(Named-object pointing records)
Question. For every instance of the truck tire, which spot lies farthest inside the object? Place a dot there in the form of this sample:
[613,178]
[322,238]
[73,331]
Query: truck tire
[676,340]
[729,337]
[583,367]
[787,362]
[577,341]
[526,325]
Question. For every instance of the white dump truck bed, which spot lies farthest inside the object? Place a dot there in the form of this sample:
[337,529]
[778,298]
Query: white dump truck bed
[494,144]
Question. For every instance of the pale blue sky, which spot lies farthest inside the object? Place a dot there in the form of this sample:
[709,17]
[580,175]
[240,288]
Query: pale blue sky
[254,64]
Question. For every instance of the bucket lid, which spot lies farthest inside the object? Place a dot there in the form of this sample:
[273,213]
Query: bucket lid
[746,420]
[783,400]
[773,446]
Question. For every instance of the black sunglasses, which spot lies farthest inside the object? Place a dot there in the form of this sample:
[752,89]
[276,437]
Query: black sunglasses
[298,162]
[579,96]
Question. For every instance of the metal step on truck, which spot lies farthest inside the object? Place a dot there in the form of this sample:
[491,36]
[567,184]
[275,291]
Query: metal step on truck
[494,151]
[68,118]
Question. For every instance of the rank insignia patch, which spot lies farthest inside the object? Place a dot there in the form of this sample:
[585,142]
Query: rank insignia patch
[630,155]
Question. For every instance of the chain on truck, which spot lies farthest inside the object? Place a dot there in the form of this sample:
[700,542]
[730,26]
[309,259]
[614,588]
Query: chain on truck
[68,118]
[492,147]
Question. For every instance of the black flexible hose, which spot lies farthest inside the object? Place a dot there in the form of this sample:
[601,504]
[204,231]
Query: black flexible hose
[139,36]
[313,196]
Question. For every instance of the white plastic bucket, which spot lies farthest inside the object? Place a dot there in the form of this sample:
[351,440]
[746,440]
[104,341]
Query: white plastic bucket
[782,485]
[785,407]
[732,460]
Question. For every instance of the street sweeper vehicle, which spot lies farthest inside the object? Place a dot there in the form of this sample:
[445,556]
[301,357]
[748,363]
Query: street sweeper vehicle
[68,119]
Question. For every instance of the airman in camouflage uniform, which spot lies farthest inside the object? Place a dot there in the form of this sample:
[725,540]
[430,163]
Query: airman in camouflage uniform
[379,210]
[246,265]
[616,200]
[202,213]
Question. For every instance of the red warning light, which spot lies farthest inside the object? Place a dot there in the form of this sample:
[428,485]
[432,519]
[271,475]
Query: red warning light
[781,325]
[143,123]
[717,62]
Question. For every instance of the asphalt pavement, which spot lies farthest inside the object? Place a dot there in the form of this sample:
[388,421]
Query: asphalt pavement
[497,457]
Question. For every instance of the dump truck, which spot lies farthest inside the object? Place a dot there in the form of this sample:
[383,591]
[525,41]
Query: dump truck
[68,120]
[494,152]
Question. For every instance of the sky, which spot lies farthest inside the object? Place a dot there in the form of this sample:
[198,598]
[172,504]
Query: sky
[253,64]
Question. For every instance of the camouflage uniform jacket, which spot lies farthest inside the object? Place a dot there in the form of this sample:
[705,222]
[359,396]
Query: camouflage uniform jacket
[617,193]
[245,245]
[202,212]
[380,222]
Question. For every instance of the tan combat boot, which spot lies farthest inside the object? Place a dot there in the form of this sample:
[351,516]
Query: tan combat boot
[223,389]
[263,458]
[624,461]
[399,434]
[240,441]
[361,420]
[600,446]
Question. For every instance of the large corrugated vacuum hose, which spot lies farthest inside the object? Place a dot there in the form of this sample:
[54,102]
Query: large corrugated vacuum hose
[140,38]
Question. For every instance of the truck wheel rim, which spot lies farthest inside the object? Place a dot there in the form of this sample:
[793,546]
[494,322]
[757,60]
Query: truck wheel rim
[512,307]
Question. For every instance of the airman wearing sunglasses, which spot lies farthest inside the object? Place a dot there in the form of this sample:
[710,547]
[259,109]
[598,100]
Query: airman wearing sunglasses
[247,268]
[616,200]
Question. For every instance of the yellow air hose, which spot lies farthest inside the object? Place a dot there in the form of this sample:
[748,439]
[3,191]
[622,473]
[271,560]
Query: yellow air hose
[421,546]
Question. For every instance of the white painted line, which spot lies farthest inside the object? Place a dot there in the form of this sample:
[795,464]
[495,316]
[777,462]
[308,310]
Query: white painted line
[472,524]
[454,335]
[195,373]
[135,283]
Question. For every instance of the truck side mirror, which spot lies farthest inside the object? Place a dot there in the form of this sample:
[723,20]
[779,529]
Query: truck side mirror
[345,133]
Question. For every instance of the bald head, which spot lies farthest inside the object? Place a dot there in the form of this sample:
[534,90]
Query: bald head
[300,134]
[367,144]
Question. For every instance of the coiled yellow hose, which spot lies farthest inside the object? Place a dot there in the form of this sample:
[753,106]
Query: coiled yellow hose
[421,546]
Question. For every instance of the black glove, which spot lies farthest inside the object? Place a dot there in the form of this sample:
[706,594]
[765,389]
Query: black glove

◆ PROBLEM TO SOLVE: Exactly as shown above, return every record.

◆ FINAL ANSWER:
Question. For every instance of the truck tire, which spot lies farthest inside the object? Place a dot there in the form of this sample:
[613,178]
[322,238]
[73,331]
Query: truck tire
[676,340]
[729,337]
[583,367]
[787,362]
[577,341]
[526,325]
Question. For every instance of the white dump truck bed, which spot lies farthest inside the object? Place a dot there in the form of this sample:
[337,529]
[778,298]
Query: white dump truck bed
[494,144]
Question. For every instance of the pale blue sky, which spot lies farthest inside the object? Place a dot there in the form of this sample:
[709,17]
[580,175]
[240,288]
Query: pale blue sky
[254,64]
Question. For every instance of the bucket lid, which spot lies farthest inside the object? Place a dot there in the form of this sample:
[273,213]
Query: bucket lid
[746,420]
[783,400]
[773,446]
Question. For every instance of the black sunglasses, which spot lies farthest inside the object? Place a dot there in the form of this sample:
[752,89]
[276,437]
Query: black sunglasses
[298,162]
[579,96]
Question. For every instance of the metal step on truck, which spot lies farthest inside the object? Place a dot there in the form of this sample:
[491,36]
[567,184]
[275,291]
Query: metal step on truck
[494,151]
[68,118]
Question. For every instance of the rank insignia patch, which spot lies farthest inside the object? Place a dot there in the form of this sample:
[585,142]
Query: rank insignia patch
[630,155]
Question. For every instance of the chain on truck, which spot lies farthest inside the object? Place a dot there in the form of this sample:
[700,542]
[730,26]
[309,259]
[614,588]
Query: chain on truck
[68,118]
[492,147]
Question. For every instance of the black flexible hose, which spot lies farthest inside the object? Place a dot there in the form of this sample:
[601,504]
[204,231]
Query: black flexible hose
[139,36]
[313,196]
Question. For every instance of the white plastic bucket, which spot lies farthest inside the object? Place a dot there in the form of this sample:
[351,440]
[746,440]
[104,341]
Query: white plastic bucket
[782,485]
[785,407]
[732,460]
Question. For every instance of the street sweeper vehicle, which spot lies farthest inside the object? Place a dot there in the form of this sample:
[445,556]
[301,357]
[748,363]
Query: street sweeper vehicle
[68,119]
Question. For every instance of the airman in camouflage uniform, which spot lies farthest inside the object? Place a dot there in the form of this sample:
[725,540]
[430,163]
Query: airman in camouflage uniform
[379,210]
[246,265]
[616,200]
[202,213]
Question. For every instance of the red warning light, which spot lies farthest inside the object? Place a dot there in the form of this sample:
[428,485]
[432,519]
[271,475]
Query: red warning light
[781,325]
[143,123]
[717,62]
Question. For every instance of the asphalt pavement, which spot lies farthest inside the object? Place a dot there in the form of this sample:
[388,421]
Query: asphalt pavement
[497,457]
Question. For every instance of the dump truck, which spot lies farthest inside the object? Place a dot there in the form of this sample:
[383,591]
[525,41]
Query: dump truck
[68,120]
[494,152]
Question. For every instance of the sky, which spot lies farthest inside the object? Place a dot there in the form of this sample:
[198,598]
[172,504]
Query: sky
[253,64]
Question. For every instance of the camouflage uniform jacket, which spot lies farthest inside the object? Place a dot there in the form of this sample:
[705,222]
[359,396]
Query: camouflage uniform jacket
[617,193]
[245,245]
[202,212]
[380,222]
Question. For every instance of the tan combat boot, which spot lies farthest inside the object? Place a dot there in the form of this sample:
[351,516]
Query: tan combat boot
[223,389]
[263,458]
[624,461]
[399,434]
[240,441]
[361,420]
[600,446]
Question. For every instance of the large corrugated vacuum hose, which spot lies farthest inside the object? Place a dot there in the form of this sample:
[54,102]
Query: large corrugated vacuum hose
[140,38]
Question. For every instance of the truck wheel rim, which spot lies farthest inside the object? Place a dot there in the form of this sample:
[793,546]
[494,322]
[757,60]
Query: truck wheel rim
[512,307]
Question. For every instance of the airman wearing sunglasses, which spot lies farthest inside the object? Place a dot there in the form of this sample:
[710,547]
[259,109]
[598,100]
Query: airman wearing sunglasses
[247,268]
[616,200]
Question. For every instance of the yellow air hose, which spot lies farthest inside the object? Place a dot there in the form of this sample:
[748,439]
[3,191]
[622,473]
[271,560]
Query: yellow air hose
[421,546]
Question. For every instance of the white painted line, which spot lies farthest inside the object? Place a dot there in the form of this sample:
[795,464]
[495,316]
[777,462]
[308,310]
Query: white painted line
[472,524]
[454,335]
[195,373]
[135,283]
Question. For every instance of the truck side mirror, which spot lies farthest inside the object? Place a dot there in the form of this sample:
[723,20]
[779,529]
Query: truck side mirror
[345,133]
Question. For every instance of the bald head, which spot lies farthest inside the object? Place a dot there in the form of this sample:
[534,90]
Query: bald head
[300,134]
[367,144]
Question. For every instance of the coiled yellow hose, which spot lies farthest inside the object? Place a dot there in the form of this sample:
[753,106]
Query: coiled yellow hose
[421,546]
Question. For every instance of the black glove, which spot lies farthest inside the object? Place a dot there in the form of this sample:
[706,594]
[765,389]
Query: black glove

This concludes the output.